— PAGE EXTRACT —
After verifying that our Service Fabric cluster is operational, we’re ready to deploy our application to the cluster. We’ll describe this process in the next two sections.
Preparing Python Web Services for Azure Service Fabric
The diagram above shows the architecture of the Ascoderu cloud services before moving to Service Fabric. The architecture follows a standard Python web service model: a monolithic web application (in Ascoderu’s case written in the Flask-based Connexion framework) is run via a Gunicorn WSGI server behind a Nginx web server acting as a reverse proxy. There are also some Python background worker tasks, running in a Docker container, which consume messages from Azure Storage Queues. The web application adds messages to these queues.
Many Python applications follow the architectural pattern just described: a Python application, a WSGI server and a reverse proxy. This means that the steps for moving to Service Fabric and benefits of the switch outlined in this article will apply for many other use-cases and applications.
In order to fully leverage the benefits of a container management tool like Service Fabric, we made a few modifications to the architecture shown previously, namely:
- We split the background workers into multiple Docker containers.
- We made the Python web application run inside of Docker containers.
- We decomposed the web application into multiple smaller web services, i.e. we moved to a micro-services architecture.
The architecture resulting from these changes is shown in the diagram below. We’ll explain each change in more detail in the remainder of this section.
Splitting the background workers into multiple Docker containers was easy: we moved each worker into a separate Docker image, so that we have one image per queue in the system. In this way, we can increase the rate at which messages are being processed from the queue by starting more container instances of the Docker image responsible for handling that queue.

— ACTIONS TO TAKE —
1. From the Service Fabric excerpt, quote the text between "- We made the" and "a micro-services architecture.", inclusive.
2. Answer these questions using the Service Fabric excerpt:
(a) Which web server acts as the reverse proxy in the original setup?
(b) Where do the background worker tasks take their messages from?
(c) After the workers were split up, how many Docker images are there for each queue?

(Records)
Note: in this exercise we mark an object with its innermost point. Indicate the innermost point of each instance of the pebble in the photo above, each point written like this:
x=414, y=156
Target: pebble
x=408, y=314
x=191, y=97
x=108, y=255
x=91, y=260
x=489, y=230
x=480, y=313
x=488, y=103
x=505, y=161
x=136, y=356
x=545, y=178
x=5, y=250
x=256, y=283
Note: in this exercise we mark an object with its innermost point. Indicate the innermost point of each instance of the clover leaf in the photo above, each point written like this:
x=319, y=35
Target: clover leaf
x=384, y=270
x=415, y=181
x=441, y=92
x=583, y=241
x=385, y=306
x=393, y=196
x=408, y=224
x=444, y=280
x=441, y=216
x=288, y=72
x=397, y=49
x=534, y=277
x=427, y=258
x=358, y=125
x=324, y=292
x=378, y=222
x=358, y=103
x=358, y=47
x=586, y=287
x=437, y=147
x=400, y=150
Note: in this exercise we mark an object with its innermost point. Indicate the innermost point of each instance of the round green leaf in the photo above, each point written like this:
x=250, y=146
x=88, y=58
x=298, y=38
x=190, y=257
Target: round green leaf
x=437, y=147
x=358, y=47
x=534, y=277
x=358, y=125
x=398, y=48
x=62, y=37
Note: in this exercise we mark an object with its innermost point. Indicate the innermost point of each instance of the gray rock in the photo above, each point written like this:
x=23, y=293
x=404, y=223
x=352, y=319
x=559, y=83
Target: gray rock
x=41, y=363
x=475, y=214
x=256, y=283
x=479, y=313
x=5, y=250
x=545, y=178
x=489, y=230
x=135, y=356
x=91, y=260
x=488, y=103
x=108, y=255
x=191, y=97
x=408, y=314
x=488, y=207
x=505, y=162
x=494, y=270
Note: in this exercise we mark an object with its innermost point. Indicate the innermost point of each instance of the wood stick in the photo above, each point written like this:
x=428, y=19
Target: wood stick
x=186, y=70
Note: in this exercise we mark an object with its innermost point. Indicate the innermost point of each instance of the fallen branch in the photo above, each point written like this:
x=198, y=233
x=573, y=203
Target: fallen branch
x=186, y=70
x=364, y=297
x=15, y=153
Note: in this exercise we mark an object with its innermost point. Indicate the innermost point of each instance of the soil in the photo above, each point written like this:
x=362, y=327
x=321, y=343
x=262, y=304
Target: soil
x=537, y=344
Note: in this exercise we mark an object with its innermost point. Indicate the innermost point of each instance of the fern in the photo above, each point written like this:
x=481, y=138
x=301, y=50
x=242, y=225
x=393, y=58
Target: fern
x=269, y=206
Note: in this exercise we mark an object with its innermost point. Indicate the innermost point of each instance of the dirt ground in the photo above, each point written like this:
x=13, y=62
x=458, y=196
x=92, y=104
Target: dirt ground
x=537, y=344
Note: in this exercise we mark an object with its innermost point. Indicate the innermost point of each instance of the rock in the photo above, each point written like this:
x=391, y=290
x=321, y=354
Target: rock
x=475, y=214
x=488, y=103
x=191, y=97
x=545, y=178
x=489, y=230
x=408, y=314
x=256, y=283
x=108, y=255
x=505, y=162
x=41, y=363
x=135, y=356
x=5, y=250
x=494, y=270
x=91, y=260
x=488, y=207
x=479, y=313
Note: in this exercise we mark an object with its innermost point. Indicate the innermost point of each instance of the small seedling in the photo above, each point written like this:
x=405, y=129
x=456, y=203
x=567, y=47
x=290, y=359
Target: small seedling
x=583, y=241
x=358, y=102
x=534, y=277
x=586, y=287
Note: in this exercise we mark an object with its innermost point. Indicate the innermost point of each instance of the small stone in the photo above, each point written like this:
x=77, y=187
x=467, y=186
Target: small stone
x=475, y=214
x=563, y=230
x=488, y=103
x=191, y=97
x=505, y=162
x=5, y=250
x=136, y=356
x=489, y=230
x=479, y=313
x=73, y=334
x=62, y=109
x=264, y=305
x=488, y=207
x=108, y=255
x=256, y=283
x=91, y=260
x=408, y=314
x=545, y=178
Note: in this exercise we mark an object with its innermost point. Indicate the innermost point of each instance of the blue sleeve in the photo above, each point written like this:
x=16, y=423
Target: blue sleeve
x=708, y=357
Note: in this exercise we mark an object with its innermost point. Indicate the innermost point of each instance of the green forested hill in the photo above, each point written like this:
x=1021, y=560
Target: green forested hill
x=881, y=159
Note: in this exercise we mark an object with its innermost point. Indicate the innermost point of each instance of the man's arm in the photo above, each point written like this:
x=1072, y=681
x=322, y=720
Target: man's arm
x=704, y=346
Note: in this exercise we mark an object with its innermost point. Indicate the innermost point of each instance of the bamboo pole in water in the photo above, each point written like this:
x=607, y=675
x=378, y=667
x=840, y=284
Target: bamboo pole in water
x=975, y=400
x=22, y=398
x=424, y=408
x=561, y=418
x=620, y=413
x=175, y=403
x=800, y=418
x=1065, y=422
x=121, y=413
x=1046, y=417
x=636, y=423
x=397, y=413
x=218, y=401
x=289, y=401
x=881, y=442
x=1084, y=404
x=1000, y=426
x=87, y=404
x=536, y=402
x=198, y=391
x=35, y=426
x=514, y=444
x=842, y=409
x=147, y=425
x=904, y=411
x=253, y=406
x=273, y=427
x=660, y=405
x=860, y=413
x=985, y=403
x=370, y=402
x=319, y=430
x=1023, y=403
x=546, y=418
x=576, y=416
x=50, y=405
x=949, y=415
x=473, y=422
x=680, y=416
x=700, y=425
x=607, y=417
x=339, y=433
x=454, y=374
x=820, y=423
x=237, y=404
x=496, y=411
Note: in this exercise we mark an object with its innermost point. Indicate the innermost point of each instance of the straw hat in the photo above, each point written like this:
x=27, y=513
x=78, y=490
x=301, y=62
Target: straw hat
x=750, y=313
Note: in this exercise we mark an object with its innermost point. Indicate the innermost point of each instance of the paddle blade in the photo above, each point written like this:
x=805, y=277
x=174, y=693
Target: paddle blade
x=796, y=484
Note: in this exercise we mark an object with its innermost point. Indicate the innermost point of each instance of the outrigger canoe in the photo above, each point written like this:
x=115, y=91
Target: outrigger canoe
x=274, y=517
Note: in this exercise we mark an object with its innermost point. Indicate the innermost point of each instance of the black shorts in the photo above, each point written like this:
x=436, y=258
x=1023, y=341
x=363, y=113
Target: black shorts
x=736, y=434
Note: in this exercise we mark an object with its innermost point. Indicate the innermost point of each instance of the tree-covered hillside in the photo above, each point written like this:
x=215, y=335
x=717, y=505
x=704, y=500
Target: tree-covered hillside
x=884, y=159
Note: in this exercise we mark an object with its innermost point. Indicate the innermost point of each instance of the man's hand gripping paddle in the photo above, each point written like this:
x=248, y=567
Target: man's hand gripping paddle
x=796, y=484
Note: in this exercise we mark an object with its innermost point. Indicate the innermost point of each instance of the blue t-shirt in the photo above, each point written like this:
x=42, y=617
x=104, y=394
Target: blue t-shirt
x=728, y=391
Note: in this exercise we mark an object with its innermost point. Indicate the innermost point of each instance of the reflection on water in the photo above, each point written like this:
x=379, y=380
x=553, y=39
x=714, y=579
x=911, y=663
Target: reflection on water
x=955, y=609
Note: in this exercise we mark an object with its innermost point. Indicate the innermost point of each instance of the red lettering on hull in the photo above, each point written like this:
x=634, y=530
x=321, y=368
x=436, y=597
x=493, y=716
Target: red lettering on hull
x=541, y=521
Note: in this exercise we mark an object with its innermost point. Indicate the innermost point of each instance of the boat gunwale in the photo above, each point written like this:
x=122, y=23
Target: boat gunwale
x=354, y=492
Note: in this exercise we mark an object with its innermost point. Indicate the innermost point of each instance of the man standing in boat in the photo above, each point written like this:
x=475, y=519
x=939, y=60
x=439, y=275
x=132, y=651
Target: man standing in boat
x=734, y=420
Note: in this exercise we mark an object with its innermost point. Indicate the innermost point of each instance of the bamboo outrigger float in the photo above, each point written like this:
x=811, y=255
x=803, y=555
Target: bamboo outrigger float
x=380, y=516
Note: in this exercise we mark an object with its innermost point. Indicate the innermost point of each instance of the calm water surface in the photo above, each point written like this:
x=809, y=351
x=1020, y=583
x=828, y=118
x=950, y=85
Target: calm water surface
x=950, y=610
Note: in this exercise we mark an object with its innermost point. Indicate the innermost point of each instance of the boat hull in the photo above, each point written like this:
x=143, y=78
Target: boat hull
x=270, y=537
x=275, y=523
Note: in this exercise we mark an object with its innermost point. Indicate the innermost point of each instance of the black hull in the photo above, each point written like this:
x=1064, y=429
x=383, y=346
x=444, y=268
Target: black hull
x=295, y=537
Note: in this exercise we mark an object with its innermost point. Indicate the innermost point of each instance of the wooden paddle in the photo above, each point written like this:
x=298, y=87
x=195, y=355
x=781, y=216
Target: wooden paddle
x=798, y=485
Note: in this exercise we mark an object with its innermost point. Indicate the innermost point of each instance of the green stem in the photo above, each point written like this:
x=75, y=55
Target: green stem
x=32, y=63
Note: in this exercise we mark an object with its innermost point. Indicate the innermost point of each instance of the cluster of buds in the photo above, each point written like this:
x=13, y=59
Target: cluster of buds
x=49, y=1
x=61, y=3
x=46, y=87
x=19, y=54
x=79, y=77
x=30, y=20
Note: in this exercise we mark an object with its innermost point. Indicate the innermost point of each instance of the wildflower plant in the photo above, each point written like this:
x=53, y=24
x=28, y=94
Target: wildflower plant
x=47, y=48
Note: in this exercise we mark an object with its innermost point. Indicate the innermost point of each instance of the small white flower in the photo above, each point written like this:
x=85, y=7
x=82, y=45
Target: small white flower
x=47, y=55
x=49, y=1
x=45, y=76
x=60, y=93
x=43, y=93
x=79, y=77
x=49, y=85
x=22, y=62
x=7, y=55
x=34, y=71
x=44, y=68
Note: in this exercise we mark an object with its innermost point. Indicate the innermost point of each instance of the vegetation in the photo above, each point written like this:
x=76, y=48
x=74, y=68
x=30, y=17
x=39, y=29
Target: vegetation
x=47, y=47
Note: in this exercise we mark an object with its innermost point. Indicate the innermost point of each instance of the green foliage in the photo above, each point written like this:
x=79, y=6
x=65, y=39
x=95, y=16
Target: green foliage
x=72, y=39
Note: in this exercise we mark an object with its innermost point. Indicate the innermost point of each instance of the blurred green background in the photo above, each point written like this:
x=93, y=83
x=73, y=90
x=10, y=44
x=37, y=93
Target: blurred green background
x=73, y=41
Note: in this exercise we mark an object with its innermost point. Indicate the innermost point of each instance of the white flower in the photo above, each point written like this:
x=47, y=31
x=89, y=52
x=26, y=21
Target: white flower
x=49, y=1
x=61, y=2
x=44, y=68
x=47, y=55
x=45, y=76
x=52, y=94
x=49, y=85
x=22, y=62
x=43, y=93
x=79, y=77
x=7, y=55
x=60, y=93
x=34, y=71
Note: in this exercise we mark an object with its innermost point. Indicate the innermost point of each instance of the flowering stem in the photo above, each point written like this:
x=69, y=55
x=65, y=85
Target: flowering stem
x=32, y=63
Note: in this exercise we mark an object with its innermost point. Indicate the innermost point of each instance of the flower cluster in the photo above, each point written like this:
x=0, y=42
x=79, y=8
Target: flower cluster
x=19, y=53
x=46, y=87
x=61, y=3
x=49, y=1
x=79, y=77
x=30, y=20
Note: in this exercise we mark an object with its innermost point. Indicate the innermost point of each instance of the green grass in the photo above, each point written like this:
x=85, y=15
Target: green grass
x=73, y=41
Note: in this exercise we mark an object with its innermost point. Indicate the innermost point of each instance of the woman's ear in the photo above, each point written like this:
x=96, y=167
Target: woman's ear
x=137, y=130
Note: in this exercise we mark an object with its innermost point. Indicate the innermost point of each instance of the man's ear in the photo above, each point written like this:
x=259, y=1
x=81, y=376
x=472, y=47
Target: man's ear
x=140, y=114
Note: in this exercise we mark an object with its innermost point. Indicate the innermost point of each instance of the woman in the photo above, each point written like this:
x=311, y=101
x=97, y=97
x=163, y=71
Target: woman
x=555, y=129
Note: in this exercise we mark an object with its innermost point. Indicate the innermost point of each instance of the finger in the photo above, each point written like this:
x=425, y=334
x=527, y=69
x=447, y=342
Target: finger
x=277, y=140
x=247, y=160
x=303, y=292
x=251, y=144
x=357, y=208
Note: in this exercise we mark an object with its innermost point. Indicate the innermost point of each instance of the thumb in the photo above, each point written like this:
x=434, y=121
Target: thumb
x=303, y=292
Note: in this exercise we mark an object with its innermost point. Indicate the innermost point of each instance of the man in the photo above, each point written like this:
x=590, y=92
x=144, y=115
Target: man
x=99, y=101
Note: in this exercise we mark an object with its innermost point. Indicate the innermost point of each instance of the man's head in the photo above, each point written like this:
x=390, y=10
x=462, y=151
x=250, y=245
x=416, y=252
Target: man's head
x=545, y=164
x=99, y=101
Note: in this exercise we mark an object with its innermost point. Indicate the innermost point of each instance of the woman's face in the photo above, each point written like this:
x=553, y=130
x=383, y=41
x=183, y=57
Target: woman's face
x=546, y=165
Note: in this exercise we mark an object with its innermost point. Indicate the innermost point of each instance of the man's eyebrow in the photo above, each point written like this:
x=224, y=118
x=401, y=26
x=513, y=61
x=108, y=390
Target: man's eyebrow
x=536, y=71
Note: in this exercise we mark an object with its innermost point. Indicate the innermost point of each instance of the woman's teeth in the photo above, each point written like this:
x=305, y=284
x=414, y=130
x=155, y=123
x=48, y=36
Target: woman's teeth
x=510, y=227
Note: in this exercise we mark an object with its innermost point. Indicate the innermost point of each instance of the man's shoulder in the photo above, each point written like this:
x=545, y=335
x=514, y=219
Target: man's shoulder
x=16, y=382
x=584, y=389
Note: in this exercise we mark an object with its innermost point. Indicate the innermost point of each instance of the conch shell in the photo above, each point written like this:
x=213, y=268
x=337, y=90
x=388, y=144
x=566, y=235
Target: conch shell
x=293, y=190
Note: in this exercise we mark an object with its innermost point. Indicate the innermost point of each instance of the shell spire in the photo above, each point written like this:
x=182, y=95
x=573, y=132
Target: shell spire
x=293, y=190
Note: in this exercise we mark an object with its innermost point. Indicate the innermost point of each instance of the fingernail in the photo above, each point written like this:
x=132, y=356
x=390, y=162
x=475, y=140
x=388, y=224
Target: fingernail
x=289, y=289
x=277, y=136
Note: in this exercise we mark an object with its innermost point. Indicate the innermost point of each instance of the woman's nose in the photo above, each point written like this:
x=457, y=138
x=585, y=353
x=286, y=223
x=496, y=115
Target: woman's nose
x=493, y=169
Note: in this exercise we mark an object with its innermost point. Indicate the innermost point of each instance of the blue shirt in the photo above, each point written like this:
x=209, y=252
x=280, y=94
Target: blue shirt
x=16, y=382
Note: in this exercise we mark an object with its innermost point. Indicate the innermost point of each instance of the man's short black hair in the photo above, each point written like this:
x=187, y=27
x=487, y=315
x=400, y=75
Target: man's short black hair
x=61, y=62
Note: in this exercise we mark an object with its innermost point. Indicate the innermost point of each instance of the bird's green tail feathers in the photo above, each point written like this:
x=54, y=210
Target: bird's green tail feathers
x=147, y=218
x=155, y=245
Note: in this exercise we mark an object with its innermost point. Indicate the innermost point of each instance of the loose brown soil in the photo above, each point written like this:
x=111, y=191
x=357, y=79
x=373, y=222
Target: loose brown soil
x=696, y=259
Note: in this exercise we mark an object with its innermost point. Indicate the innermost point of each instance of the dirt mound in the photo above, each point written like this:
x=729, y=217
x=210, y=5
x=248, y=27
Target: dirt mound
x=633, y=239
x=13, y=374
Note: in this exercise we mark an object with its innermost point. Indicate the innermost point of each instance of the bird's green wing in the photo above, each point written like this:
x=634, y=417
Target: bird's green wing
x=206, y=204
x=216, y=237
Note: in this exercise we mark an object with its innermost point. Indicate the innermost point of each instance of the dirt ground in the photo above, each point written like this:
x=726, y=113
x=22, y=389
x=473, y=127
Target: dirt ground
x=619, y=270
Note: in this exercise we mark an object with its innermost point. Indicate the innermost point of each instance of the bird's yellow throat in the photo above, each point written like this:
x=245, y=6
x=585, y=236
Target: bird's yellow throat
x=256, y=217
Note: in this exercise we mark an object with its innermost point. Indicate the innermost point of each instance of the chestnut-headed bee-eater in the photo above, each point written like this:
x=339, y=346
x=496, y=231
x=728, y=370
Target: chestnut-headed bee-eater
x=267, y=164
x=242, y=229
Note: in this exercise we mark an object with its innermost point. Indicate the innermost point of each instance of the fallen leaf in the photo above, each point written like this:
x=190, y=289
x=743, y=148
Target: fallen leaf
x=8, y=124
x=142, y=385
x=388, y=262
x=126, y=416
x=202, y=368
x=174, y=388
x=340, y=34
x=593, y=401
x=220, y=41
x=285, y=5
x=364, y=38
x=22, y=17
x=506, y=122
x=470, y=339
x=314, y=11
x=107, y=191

— WORKED SOLUTIONS —
1.
- We made the Python web application run inside of Docker containers.
- We decomposed the web application into multiple smaller web services, i.e. we moved to a micro-services architecture.

2.
(a) Nginx
(b) Azure Storage Queues
(c) One